**Opdracht 1:** Neem uit de tekst over software en auteursrecht hieronder het stuk van "Dit artikel laat" tot en met "van uw rechtspositie." woord voor woord over.

**Tekstfragment:**
::::::

Dit artikel laat in vogelvlucht zien welke rechten en verplichtingen gelden voor aanbieders en afnemers van informatiesystemen, en met name de beveiliging van deze informatiesystemen. Dit wordt gedaan aan de hand van een korte bespreking van wetgeving, normen en jurisprudentie. Ook worden enkele checklists gegeven, die kunnen helpen bij het inventariseren van uw rechtspositie.
Wetgeving
Auteurswet
De auteurswet regelt de bescherming van kunstzinnige werken, zoals foto’s, voordrachten en muziekstukken. De maker van software krijgt ook een auteursrecht. Van ontwikkelaars in dienstverband komen de auteursrechten op de software die zij maken toe aan hun werkgever. Het auteursrecht kan daarnaast (mede) rusten bij externe ontwikkelaars of leveranciers van hulpsoftware, als er geen schriftelijke afspraken zijn gemaakt over de overdracht van het auteursrecht. Het auteursrecht stelt de rechthebbende in staat om te beslissen of het werk aan derden ter beschikking wordt gesteld en zo ja, onder welke (licentie)voorwaarden dat gebeurt. De auteurswet regelt verder de minimumrechten van de softwarelicentienemer. Deze mag bijvoorbeeld een reservekopie maken, als dat nodig is voor het beoogde gebruik van de software.

::::::

**Opdracht 2:** Haal alsjeblieft uit de rijen hieronder elke regel die de tekenreeks "yellow" bevat. Hoofdletters en kleine letters tellen mee.

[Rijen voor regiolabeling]
::::::

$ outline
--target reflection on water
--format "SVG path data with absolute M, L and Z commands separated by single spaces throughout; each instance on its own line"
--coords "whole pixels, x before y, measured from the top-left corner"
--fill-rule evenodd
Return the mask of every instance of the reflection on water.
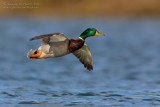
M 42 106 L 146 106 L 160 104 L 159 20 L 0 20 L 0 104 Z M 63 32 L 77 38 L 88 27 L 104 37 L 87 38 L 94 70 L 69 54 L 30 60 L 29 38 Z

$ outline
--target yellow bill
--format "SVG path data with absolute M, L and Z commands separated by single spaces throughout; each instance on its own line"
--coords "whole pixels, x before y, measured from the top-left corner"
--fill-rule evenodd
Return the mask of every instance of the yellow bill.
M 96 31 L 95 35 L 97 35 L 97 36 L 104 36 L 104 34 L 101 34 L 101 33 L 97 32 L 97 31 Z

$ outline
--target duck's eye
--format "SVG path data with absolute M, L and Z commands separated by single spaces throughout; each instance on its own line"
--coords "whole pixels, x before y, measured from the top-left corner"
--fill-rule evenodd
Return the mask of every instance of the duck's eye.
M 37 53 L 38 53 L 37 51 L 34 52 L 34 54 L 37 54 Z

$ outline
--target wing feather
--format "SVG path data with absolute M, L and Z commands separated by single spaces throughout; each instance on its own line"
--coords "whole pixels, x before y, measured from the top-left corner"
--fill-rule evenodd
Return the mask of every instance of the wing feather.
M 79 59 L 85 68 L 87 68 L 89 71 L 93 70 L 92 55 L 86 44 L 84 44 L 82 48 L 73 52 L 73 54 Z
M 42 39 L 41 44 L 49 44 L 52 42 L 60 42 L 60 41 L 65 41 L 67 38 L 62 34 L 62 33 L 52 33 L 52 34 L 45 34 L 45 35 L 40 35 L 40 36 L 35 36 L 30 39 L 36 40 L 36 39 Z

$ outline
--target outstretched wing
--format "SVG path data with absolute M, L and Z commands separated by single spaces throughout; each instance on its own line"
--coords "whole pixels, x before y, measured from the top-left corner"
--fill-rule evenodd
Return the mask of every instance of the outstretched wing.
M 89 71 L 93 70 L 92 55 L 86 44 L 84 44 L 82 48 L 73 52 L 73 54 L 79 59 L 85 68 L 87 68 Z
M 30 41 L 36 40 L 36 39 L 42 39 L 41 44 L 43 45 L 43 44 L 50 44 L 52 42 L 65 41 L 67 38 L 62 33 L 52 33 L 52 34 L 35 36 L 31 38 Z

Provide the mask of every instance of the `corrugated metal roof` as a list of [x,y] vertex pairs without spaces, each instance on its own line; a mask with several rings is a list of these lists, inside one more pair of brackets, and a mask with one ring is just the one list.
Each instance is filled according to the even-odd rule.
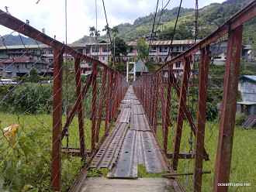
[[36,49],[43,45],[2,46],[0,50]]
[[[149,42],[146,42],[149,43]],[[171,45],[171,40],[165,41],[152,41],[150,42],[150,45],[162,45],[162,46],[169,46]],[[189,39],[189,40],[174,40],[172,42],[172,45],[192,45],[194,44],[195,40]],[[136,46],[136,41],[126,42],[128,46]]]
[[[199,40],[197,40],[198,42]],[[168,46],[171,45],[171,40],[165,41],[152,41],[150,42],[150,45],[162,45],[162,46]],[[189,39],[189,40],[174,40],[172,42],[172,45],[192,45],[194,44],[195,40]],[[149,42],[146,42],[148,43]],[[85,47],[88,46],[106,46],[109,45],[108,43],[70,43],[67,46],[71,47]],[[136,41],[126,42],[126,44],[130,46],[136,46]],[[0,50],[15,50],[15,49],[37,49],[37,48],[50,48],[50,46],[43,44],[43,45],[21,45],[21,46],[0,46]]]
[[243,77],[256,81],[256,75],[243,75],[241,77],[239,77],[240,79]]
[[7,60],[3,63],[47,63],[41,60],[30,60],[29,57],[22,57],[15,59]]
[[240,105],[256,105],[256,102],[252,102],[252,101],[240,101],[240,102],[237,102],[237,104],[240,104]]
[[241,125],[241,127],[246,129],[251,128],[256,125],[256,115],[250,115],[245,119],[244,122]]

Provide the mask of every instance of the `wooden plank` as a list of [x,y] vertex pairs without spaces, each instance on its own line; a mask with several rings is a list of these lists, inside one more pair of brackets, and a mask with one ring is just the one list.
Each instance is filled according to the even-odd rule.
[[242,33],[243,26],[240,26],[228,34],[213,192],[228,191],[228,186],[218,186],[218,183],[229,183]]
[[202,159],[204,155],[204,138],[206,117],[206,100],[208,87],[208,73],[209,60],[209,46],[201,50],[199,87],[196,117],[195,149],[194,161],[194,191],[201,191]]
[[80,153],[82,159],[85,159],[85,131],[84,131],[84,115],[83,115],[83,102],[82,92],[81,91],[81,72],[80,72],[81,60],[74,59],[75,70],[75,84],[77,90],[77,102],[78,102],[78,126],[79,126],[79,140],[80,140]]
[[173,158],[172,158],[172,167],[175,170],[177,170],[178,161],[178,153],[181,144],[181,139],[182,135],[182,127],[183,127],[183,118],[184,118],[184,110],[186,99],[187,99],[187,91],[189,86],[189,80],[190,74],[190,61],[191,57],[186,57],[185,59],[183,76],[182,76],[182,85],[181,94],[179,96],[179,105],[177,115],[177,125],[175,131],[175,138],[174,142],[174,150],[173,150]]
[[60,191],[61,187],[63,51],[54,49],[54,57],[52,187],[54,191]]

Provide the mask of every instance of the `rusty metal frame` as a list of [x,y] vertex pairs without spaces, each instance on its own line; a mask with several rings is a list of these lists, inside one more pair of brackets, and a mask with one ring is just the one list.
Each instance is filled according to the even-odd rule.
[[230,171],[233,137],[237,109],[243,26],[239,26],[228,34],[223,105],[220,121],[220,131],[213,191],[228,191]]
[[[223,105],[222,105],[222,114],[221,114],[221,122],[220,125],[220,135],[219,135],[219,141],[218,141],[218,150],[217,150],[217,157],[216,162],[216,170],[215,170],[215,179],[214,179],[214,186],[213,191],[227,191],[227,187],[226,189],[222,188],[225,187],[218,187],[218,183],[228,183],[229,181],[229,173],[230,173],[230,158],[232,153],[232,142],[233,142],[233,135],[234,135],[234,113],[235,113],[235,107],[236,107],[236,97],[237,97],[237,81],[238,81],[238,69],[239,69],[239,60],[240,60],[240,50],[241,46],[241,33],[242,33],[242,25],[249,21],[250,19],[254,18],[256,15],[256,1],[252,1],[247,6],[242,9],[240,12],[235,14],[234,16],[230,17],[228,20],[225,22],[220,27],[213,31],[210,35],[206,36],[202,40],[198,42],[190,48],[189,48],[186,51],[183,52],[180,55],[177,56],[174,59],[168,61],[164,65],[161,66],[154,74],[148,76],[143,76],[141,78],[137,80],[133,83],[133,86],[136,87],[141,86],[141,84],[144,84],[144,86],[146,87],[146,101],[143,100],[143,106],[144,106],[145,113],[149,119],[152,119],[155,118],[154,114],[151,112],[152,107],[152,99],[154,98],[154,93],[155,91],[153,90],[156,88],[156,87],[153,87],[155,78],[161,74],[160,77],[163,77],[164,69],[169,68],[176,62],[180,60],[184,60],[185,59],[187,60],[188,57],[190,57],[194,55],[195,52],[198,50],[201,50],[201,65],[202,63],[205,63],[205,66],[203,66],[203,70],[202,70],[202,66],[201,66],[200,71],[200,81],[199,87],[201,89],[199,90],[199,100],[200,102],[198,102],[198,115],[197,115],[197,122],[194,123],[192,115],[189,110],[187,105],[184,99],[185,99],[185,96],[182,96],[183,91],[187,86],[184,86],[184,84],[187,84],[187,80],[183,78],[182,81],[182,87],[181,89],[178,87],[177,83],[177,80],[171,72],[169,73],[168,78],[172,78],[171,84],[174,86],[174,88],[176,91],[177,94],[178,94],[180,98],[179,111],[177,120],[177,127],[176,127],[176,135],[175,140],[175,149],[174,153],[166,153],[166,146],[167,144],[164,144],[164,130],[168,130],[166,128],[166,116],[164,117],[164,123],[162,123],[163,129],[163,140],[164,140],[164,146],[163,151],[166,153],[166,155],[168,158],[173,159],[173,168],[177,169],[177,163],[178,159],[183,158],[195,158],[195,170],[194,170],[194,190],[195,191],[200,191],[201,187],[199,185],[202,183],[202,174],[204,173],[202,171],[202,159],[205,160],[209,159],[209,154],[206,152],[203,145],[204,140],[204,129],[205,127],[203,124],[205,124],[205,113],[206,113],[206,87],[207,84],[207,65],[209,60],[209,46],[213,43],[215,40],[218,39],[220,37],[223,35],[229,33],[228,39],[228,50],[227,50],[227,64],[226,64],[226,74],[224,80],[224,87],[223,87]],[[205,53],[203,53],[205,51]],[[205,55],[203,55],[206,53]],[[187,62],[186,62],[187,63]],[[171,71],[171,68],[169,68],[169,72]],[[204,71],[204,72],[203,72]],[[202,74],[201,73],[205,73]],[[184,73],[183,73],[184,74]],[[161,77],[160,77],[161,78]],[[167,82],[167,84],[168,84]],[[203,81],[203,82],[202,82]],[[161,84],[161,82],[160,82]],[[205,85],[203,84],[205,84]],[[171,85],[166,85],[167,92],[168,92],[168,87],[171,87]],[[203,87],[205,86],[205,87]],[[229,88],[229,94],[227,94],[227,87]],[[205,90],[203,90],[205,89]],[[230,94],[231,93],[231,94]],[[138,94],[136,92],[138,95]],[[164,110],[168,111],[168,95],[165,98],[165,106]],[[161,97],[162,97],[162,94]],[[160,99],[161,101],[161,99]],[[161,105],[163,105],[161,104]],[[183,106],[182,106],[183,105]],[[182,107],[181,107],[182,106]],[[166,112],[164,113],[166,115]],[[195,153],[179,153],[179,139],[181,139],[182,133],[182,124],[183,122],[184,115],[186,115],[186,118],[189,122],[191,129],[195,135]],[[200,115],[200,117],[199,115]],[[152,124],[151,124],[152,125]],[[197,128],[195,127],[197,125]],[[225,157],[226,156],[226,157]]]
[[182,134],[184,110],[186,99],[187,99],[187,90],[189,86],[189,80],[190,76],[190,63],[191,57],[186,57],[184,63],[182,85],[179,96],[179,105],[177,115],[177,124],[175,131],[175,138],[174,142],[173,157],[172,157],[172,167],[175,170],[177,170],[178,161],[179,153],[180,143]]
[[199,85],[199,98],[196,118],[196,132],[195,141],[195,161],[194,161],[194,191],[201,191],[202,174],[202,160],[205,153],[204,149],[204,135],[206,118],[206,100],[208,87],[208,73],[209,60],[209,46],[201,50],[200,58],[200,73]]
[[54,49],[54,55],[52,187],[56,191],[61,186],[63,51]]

::::::

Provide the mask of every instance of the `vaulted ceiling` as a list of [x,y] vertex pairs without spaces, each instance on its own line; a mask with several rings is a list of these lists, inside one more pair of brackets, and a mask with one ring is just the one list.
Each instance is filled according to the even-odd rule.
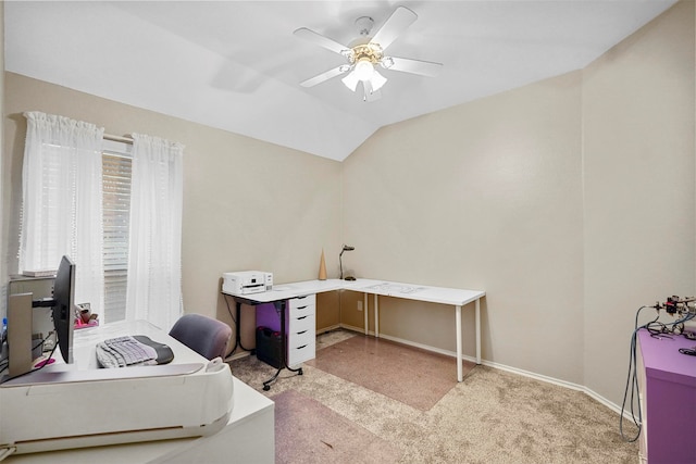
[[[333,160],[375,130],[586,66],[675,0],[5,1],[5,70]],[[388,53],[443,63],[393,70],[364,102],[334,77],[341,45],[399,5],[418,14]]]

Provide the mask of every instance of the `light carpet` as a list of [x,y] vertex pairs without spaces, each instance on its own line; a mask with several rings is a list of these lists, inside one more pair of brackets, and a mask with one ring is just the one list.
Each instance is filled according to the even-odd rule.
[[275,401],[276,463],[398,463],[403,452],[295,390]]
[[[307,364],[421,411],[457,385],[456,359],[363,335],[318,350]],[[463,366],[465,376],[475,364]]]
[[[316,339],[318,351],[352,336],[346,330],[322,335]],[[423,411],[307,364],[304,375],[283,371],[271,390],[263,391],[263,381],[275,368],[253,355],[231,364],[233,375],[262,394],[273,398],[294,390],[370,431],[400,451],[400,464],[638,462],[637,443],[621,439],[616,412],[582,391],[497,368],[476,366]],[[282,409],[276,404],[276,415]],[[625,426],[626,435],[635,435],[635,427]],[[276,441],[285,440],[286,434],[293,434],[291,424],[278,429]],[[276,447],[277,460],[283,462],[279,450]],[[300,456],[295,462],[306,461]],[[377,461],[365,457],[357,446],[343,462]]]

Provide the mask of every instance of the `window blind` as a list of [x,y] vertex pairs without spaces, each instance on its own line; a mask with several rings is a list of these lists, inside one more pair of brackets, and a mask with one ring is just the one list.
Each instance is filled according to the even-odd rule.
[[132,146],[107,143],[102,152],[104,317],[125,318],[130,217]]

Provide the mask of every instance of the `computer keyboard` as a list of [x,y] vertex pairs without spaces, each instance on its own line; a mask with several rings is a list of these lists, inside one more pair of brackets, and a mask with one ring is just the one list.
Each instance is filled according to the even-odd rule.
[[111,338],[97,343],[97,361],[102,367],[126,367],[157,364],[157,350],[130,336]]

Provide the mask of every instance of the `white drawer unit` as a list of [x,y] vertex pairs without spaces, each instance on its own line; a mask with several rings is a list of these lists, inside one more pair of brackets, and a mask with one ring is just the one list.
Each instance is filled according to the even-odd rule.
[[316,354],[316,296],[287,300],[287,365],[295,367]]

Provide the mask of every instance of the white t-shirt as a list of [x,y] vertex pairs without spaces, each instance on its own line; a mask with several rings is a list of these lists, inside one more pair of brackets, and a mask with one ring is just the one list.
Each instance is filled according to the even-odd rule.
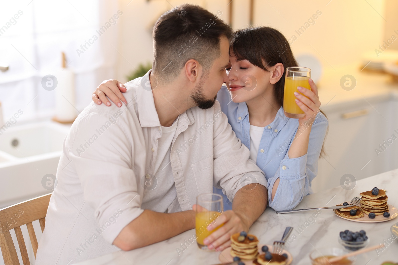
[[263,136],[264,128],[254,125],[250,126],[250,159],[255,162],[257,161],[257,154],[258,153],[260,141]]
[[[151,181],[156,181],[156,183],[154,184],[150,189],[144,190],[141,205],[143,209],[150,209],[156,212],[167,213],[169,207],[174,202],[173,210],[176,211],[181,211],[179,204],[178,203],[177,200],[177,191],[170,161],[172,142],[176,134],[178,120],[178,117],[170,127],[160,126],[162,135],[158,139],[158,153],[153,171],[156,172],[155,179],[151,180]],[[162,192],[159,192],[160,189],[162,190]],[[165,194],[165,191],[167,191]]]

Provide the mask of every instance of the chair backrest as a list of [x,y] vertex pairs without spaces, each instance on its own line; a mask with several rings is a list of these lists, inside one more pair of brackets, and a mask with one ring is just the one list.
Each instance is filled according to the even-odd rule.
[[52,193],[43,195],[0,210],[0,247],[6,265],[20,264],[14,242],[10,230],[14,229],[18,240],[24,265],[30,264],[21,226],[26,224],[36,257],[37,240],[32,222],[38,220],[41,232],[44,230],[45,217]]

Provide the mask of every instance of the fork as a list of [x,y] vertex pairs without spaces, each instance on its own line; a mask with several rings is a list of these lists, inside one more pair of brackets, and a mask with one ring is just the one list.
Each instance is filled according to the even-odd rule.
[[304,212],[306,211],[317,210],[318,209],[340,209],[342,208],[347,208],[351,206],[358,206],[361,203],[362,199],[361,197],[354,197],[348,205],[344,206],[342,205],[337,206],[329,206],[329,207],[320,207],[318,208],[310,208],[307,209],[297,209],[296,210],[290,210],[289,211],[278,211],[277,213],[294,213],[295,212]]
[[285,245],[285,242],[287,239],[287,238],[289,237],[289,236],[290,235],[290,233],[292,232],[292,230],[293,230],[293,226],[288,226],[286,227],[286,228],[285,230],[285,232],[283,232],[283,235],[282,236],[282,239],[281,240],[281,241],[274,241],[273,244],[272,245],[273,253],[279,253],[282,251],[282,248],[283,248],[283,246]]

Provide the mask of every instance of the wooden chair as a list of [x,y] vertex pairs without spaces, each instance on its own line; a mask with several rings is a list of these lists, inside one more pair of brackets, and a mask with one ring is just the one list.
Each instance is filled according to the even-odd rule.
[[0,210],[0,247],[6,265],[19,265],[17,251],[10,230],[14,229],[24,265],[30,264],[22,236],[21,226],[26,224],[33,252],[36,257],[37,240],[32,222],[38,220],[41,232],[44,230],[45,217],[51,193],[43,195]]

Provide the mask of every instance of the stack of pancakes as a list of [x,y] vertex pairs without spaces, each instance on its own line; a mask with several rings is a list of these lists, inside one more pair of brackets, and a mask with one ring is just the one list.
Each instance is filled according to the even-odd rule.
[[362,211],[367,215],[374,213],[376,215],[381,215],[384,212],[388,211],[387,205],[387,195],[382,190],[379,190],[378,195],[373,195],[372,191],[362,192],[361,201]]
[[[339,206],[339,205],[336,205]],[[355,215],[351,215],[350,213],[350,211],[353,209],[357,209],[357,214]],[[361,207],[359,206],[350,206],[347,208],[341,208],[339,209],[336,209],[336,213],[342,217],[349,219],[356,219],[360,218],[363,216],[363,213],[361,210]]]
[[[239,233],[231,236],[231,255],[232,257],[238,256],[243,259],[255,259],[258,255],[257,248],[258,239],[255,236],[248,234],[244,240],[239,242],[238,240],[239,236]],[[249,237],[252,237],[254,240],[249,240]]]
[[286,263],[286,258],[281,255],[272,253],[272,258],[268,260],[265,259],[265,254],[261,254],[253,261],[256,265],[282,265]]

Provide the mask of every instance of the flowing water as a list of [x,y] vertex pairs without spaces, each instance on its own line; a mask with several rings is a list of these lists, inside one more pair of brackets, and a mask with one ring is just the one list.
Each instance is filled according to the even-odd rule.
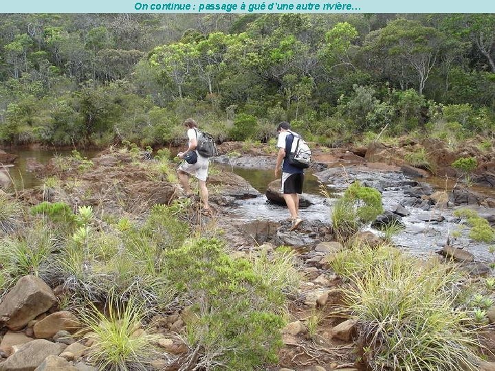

::::::

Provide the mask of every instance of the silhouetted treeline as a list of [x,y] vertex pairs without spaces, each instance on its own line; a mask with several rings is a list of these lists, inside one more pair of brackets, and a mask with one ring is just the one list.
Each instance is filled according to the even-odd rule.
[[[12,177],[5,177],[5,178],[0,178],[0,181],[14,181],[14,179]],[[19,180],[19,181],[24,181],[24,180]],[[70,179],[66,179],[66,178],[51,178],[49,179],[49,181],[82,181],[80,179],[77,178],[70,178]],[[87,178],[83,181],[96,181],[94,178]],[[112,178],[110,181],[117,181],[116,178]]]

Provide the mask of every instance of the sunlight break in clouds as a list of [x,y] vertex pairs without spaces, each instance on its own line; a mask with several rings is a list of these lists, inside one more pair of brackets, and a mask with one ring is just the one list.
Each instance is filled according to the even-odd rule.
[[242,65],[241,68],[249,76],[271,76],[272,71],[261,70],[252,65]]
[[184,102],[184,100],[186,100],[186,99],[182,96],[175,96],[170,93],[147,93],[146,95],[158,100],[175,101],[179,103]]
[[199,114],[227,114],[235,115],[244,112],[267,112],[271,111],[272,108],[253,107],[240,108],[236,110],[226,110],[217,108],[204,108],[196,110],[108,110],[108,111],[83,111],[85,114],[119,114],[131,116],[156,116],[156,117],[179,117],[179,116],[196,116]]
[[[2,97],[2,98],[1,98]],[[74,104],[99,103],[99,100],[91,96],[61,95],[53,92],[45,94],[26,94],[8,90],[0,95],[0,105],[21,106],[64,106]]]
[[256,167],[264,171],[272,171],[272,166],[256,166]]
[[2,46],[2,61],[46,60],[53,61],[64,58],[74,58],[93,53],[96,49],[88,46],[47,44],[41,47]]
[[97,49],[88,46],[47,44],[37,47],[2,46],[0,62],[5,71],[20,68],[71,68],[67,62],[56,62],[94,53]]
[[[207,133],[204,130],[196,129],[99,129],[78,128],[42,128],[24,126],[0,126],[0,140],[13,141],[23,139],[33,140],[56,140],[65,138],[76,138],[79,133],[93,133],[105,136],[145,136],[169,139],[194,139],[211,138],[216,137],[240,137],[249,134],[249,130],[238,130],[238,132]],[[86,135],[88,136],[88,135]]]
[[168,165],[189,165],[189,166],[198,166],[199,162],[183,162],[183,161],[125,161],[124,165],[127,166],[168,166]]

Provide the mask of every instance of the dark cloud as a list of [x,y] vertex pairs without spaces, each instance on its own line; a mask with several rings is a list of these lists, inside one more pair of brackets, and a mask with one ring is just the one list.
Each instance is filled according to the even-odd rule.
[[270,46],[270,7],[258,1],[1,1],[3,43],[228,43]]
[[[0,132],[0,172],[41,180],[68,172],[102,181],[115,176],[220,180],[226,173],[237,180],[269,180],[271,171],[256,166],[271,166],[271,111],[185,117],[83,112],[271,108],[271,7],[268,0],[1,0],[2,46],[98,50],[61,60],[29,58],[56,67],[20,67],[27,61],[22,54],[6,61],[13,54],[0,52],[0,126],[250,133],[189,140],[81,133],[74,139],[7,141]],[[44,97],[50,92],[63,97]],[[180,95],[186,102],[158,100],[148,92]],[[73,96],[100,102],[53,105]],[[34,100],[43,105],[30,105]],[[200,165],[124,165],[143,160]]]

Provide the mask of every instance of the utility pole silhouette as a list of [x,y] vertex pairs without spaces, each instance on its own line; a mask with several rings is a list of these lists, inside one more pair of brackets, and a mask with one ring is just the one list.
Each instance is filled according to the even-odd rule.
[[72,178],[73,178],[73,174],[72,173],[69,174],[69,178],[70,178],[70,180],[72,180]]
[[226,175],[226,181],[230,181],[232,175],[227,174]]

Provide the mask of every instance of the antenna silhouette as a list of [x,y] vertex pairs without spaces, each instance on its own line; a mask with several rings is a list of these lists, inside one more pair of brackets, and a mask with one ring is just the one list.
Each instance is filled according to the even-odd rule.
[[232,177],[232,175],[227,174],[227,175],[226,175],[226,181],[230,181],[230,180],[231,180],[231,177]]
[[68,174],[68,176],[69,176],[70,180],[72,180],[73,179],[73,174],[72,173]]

::::::

**Verwachte uitvoer 1:**
Dit artikel laat in vogelvlucht zien welke rechten en verplichtingen gelden voor aanbieders en afnemers van informatiesystemen, en met name de beveiliging van deze informatiesystemen. Dit wordt gedaan aan de hand van een korte bespreking van wetgeving, normen en jurisprudentie. Ook worden enkele checklists gegeven, die kunnen helpen bij het inventariseren van uw rechtspositie.

**Verwachte uitvoer 2:**
--target yellow bill
Return the mask of every instance of the yellow bill.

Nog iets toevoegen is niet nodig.